# TASK INSTRUCTIONS:
Answer these questions from the text on black dissent:
1. Who does the text call "that paragon of peace," and what was he branded in his day?
2. Where was the conference on racism and xenophobia held?
3. Through which unit did Rudy Giuliani pursue his efforts to clean up New York?

━━━━━ SOURCE EXTRACT

Yet, if I may return to my original point, what gets me is that black people are classified as dissidents at all. Clamoring for equality guaranteed by our own government has gotten us an enmity we hardly deserve, though, after many generations, raising objections to the status quo is now nearly encoded into our DNA, to the point that black dissent sounds somewhat redundant. But as with most other things black, it has a very particular and unforgiven history — Nat Turner, Malcolm X, Marcus Garvey, the Panthers, even that paragon of peace Martin Luther King Jr., who in his day was branded a threat not just to domestic but international security. Politically restive Negroes have always been considered especially dangerous because what they wanted — the ballot, equitable education — wasn’t up for negotiation. The latest instance of black unrest, lest we forget (and since 9/11 we’ve forgotten much), is last year’s hijacking of the presidential election. It was an election that Bush appeared to have procured at the expense of black people and at the expense of voting rights secured not very long ago; once again an uncomfortably recent cultural memory was pricked open.


It is just this sort of thing that makes Bush’s call to arms damn near impossible to answer, even tepidly, though there have been other things too, including the American snub of the conference on racism and xenophobia, held in Durban, South Africa, in early September. Nobody black could miss the symbolism of Secretary of State Colin Powell making it clear he wanted to go, but then “deciding” not to go — the final but unsurprising irony of the highest-ranking black government official in American history having to toe the party line. The message was that Powell’s views and beliefs don’t matter, only his adherence to a prescribed point of view that may or may not benefit a black constituency. The narrative of compromise and power playing only feels extended, not altered, in the American war on terrorism.


And — I really hate to bring this up — some of us feel expendable in the nasty bioterrorism battle that’s cropped up as a sideshow. The casualties on the anthrax frontline include two postal workers, both of whom were black; beneath the grumbles that the government did too little too late to protect the Capitol but not the workers is the speculation that it didn’t care because so many of its postal workers are black — another irony, this one more cruel, given that the post office has historically been among the country’s few sizable employers of African-Americans. Speaking of terrorism, professor Marable also points out that the recently lionized Rudy Giuliani had been well known for instituting a kind of terrorism in his aggressive — and successful — efforts to clean up New York, primarily through his Street Crimes Unit (Rampart, anyone?) that was responsible for, among other things, the horrific Amadou Diallo shooting. Yet this and other hot points of black dissent that were collectively making a case for racial injustice and slowly thawing the skepticism of a Reagan-hardened public feel like ancient history already. September 11 blew these clear but unanchored bits of indignation about like so much debris.

━━━━━━━━━━
━━━━━ AVAILABLE DATA

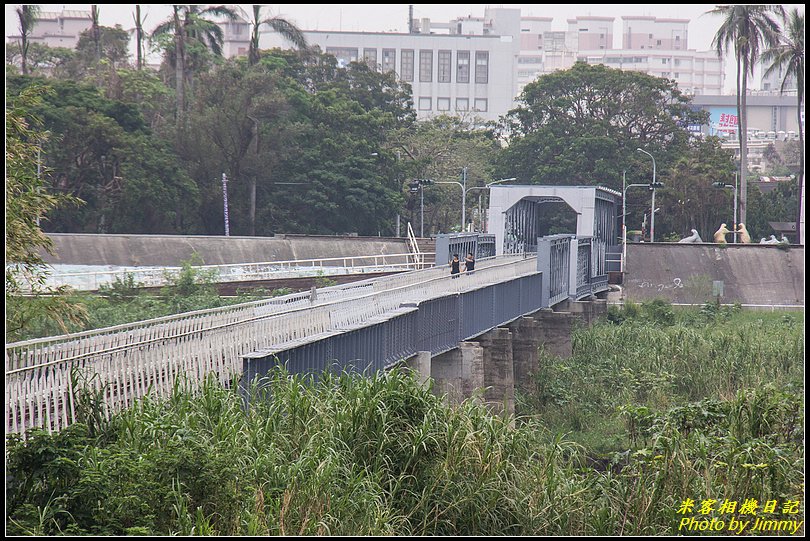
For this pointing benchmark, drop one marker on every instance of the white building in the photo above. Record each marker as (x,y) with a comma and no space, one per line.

━━━━━━━━━━

# OUTPUT FOR THIS EXERCISE:
1. Martin Luther King Jr., who was branded a threat to both domestic and international security.
2. Durban, South Africa.
3. His Street Crimes Unit.